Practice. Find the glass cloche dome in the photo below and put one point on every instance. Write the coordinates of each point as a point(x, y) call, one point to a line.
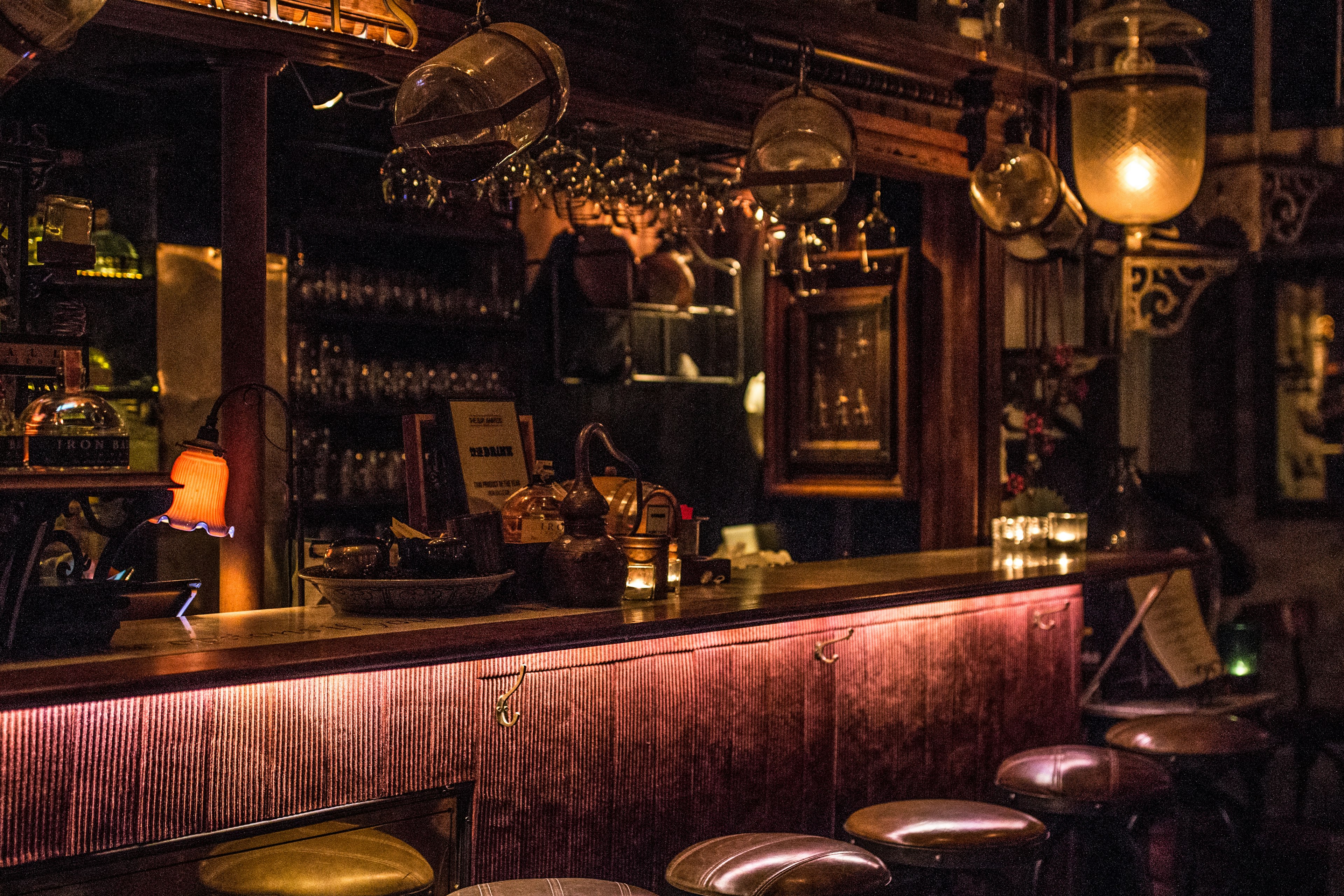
point(76, 432)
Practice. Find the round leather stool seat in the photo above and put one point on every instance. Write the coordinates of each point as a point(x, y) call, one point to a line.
point(776, 866)
point(553, 887)
point(334, 859)
point(948, 833)
point(1190, 735)
point(1073, 780)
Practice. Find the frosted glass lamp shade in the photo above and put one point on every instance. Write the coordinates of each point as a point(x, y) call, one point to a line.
point(495, 92)
point(1139, 143)
point(200, 504)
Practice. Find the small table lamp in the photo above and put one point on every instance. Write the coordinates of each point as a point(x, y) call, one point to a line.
point(200, 504)
point(203, 473)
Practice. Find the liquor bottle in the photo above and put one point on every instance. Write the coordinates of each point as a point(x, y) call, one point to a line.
point(115, 256)
point(11, 436)
point(533, 514)
point(531, 522)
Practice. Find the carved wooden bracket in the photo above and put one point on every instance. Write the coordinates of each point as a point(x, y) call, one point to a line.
point(1160, 290)
point(1268, 201)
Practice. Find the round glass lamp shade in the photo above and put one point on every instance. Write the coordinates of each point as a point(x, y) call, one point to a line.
point(1139, 141)
point(1014, 190)
point(200, 504)
point(480, 101)
point(75, 432)
point(802, 159)
point(1021, 195)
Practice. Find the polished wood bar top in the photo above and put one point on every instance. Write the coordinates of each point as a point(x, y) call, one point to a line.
point(159, 656)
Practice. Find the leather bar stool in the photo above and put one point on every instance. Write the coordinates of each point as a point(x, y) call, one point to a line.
point(952, 836)
point(1202, 750)
point(554, 887)
point(1091, 798)
point(334, 859)
point(776, 866)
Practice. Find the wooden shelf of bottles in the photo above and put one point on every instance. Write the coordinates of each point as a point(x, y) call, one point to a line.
point(400, 322)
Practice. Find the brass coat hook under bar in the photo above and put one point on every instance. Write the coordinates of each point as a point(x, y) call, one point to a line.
point(506, 716)
point(823, 645)
point(1038, 617)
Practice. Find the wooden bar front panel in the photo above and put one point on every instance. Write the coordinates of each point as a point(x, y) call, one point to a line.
point(624, 755)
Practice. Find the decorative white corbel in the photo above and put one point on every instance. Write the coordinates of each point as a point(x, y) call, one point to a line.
point(1158, 292)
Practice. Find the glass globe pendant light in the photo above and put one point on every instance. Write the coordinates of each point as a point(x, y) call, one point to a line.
point(492, 93)
point(803, 152)
point(1021, 195)
point(1139, 125)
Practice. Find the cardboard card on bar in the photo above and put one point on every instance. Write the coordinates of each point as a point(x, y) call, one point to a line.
point(465, 464)
point(490, 448)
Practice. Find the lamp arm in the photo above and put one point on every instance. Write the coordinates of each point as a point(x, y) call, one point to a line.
point(210, 430)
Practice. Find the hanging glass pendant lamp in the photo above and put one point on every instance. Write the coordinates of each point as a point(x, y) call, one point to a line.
point(1139, 125)
point(495, 92)
point(803, 152)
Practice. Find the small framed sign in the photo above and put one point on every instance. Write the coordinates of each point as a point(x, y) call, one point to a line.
point(465, 463)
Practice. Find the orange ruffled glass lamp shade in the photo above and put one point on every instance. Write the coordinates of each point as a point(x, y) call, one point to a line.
point(200, 504)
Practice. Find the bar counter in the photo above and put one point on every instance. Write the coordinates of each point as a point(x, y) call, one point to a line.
point(158, 656)
point(597, 743)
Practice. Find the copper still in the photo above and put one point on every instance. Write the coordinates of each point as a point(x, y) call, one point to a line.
point(587, 567)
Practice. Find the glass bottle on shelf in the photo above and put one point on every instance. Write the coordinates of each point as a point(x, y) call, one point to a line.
point(322, 467)
point(11, 436)
point(115, 256)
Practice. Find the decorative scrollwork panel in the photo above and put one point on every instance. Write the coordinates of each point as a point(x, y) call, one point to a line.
point(1160, 290)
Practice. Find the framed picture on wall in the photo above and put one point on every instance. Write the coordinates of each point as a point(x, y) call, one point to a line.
point(1300, 391)
point(838, 424)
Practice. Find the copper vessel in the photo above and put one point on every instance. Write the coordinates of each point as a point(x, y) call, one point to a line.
point(585, 567)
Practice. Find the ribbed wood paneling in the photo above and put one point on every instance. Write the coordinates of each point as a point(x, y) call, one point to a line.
point(624, 755)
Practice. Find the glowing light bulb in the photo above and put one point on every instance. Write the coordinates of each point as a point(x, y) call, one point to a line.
point(1136, 171)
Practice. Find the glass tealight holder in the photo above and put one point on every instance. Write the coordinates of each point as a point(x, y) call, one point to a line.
point(1068, 532)
point(1019, 540)
point(639, 582)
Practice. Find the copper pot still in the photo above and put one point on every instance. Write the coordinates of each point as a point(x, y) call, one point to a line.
point(587, 567)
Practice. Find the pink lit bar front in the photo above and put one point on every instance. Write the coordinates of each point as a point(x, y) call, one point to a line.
point(634, 749)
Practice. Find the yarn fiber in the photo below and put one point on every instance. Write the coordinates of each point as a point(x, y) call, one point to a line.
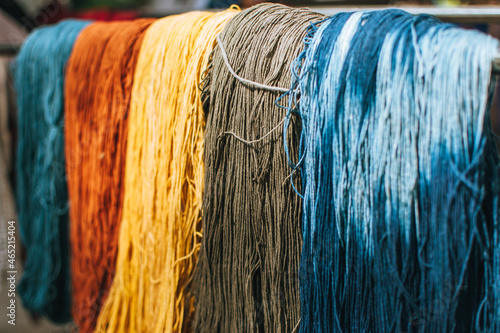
--*--
Requirement
The records need to be restated word for word, minus any images.

Solution for this exercise
Practice. Find the glass cloche dome in the photo below and put one point on every instance. Write the coordinates of each point as a point(x, y) call, one point to a line.
point(76, 432)
Practice. Find the round leather stool seat in the photo above and put one point on every instance. Write the coordinates of each point as a point(x, y) call, one point to a line.
point(776, 866)
point(553, 887)
point(334, 859)
point(948, 833)
point(1190, 735)
point(1073, 780)
Practice. Find the frosted glass lamp shade in the photo above and put one point on every instance. Write the coordinates of each point as a point(x, y) call, one point to a line.
point(495, 92)
point(1139, 143)
point(200, 504)
Practice. Find the small table lamp in the photo above and put one point on every instance. Write the coordinates of each point as a point(x, y) call, one point to a line.
point(200, 504)
point(203, 473)
Practice. Find the liquor bottle in the photo above and put one point on every instance. Write the coordinates of each point as a point(x, y) call, one point to a line.
point(115, 256)
point(11, 436)
point(533, 514)
point(531, 522)
Practice. Find the carved wooden bracket in the photo above and put one point on every instance. Write the coordinates of each point as a point(x, y) call, one point to a line.
point(1160, 290)
point(1268, 201)
Practice. Find the round glass lamp shade in the photo above and put one point on every instance. Write the coordinates of each point as a point(x, y) call, one point to a line.
point(1139, 141)
point(1014, 190)
point(200, 504)
point(480, 101)
point(75, 432)
point(802, 159)
point(1021, 195)
Practice. Find the polished wood bar top in the photo above and put one point on every instance. Write the coordinates of each point as a point(x, y) call, one point to a line.
point(159, 656)
Practice. Find the leather bar stool in the photo above and put one point on every instance. Write the coordinates of each point as a point(x, y) call, one point to a line.
point(952, 836)
point(1202, 750)
point(554, 887)
point(1091, 798)
point(334, 859)
point(776, 866)
Practice. Find the wooden shelf of bottles in the photo above and put one point on every instance. Write the coordinates of each point as a point(x, y) call, one point to a line.
point(400, 322)
Practice. Find the brass coat hook under bar in the photo above and put one point on every instance. Write the coordinates of each point as a point(x, y) call, one point to a line.
point(506, 716)
point(823, 645)
point(1038, 617)
Practice. Find the wooden bar front panel in the photo above and put one point on every instance. Write the coordinates of each point as a point(x, y) call, one point to a line.
point(624, 755)
Practice. Find the decorative white corbel in the photo above and put one point on every instance. Write the coordinates of each point as a point(x, y) call, one point to a line.
point(1158, 292)
Practice. Find the glass globe pendant light in the photo above and put one point on every instance. Write the coordinates of each point as a point(x, y) call, one point to a line.
point(492, 93)
point(803, 152)
point(1021, 195)
point(1139, 125)
Practice. Find the cardboard card on bar in the photo above and put one point on every instance. Write the coordinates of each point as a point(x, y) call, one point to a line.
point(465, 464)
point(490, 448)
Practice. Find the lamp arm in the photo above and put one point on every instance. Write the coordinates of each point as a point(x, y) call, one point to a line.
point(210, 430)
Practice. Find the hanging glass pendant lamp in the photo above and put one point on every instance. Write the coordinates of each point as a point(x, y) call, one point to a line.
point(1139, 125)
point(495, 92)
point(803, 152)
Practice. Find the small framed sign in the photo above and put one point on every instance. Write the coordinates of each point as a point(x, y) call, one point to a line.
point(465, 463)
Practice. Find the orange ruffled glass lamp shade in the photo above and put one point on every instance. Write the coordinates of each point as a point(x, y) call, one point to a line.
point(200, 504)
Practice. Find the bar counter in the photo above and put one point on every instance. Write the coordinates of each point as a point(x, y) call, one point to a line.
point(158, 656)
point(597, 743)
Practice. Find the copper still in the photo above and put one point on every instance. Write the coordinates of each point as a point(x, y) call, one point to a line.
point(587, 567)
Practice. Find the glass bottle on shelf in the photo above and put one point on every instance. Write the coordinates of each point as a point(x, y) call, one point to a line.
point(322, 467)
point(11, 436)
point(115, 256)
Practice. Find the decorative scrollwork panel in the photo above and put one point on every instance. Write the coordinates of each point as a point(x, y) call, one point to a line.
point(1160, 290)
Practice. Find the framed picture on wall in the photo above and put one point on every instance. Write the coordinates of each point as a point(x, y) call, one point to a line.
point(1300, 391)
point(838, 424)
Practice. Find the copper vessel in the photo above and put one point on every instance. Write the coordinates of each point as a point(x, y) call, one point to a line.
point(585, 567)
Practice. Find the ribbed wood paneling in the photo above and put one point on every instance. Write the coordinates of each point as a point(x, y) call, one point to a line.
point(624, 755)
Practice. Find the glowing light bulb in the photo above and put one point on every instance. Write the coordinates of each point as a point(x, y) call, one point to a line.
point(1136, 171)
Practice. Find the glass tealight holder in the photo above and put one point on every instance. Write the coordinates of each point as a point(x, y) call, one point to a line.
point(1068, 532)
point(1019, 540)
point(639, 582)
Practice. Find the copper pot still in the photo above and put one point on every instance. Write the coordinates of each point as a point(x, y) call, one point to a line.
point(587, 567)
Practice. Find the pink lit bar front in the photo above and put one point on every instance. Write the coordinates of each point as a point(x, y) call, one point to a line.
point(634, 749)
Practice. Find the yarn fiber in the photo below and put one point on every instance. Write the coordinates of each point as a point(x, y) call, one point to a line.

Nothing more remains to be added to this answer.